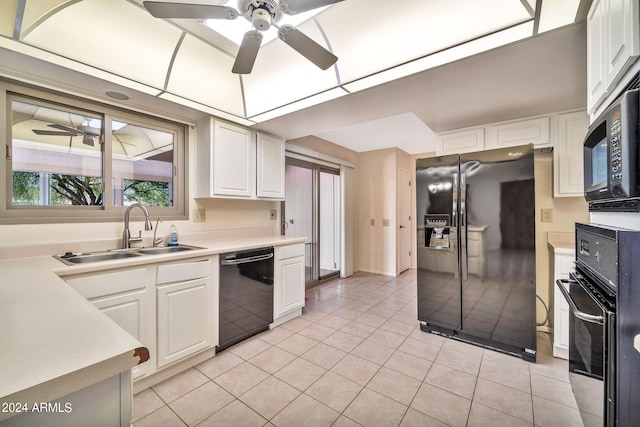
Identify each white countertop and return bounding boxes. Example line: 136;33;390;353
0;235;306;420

* * * * * * *

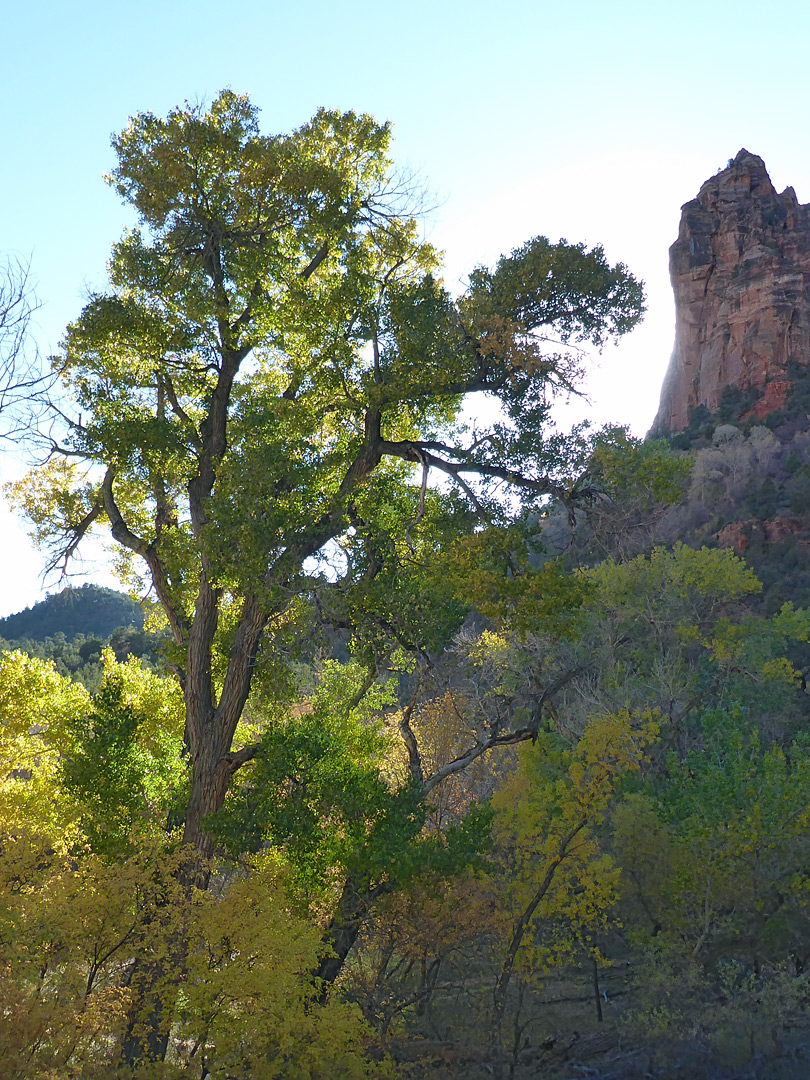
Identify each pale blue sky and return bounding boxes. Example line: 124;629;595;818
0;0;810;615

* * * * * * *

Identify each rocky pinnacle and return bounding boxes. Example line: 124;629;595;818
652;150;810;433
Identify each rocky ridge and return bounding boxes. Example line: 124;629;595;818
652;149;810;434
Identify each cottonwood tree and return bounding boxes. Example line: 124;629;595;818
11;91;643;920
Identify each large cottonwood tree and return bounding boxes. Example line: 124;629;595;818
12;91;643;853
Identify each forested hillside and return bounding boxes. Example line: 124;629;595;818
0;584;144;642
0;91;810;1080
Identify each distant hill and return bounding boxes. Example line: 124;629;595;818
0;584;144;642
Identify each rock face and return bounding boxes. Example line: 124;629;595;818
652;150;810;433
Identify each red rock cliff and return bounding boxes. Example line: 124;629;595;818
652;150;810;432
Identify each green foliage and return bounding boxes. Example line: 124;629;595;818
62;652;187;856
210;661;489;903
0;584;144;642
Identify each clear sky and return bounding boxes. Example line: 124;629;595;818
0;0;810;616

* * * * * * *

__What is needed__
Rename "red rock cliff" to "sandstone cliff" in the lines of the material that start with the line containing "Identify each rock face" and run through the line containing "652;150;810;432". Write out only those lines, with everything else unchanged.

__Result of this exercise__
Identify each rock face and return bounding boxes. Example line: 124;629;595;818
652;150;810;433
Identify each sandstone cliff and return bounding boxes. Example line: 124;629;595;818
652;150;810;432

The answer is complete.